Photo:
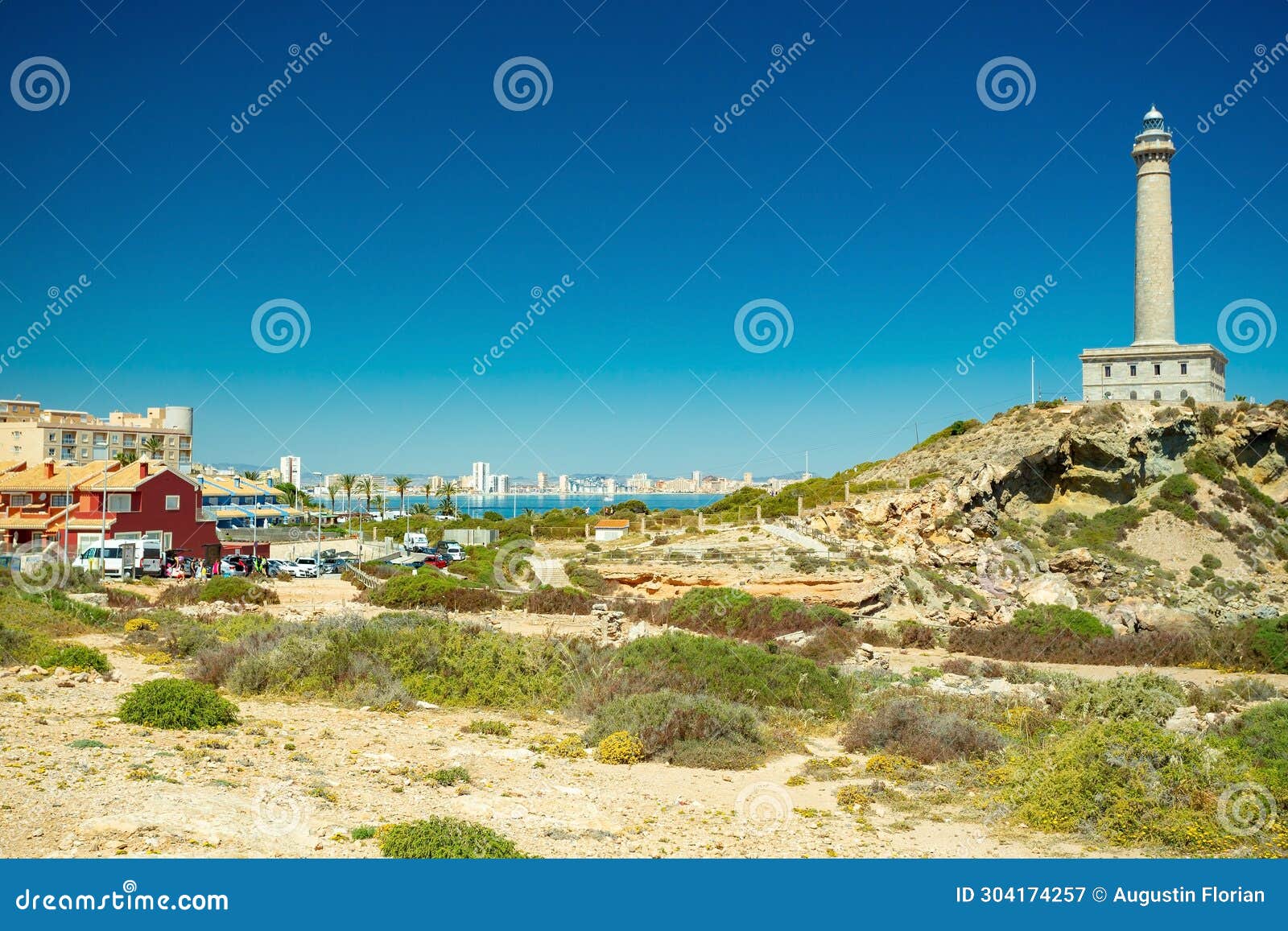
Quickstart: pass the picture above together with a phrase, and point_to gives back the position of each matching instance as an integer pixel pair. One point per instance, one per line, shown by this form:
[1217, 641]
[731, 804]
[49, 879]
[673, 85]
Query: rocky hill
[1141, 513]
+--
Reproduce all of the data above verbatim, line for line, omitting the pictures from your answer.

→ RESPONSE TO THE TASK:
Photo:
Quickstart: pass the picture above together with a phrase, and point_to gives back the position of each matching instance as an integer pixel pair. One point per instance, one per line, shown by this form:
[1217, 641]
[731, 804]
[49, 879]
[673, 85]
Query: rocky hill
[1141, 513]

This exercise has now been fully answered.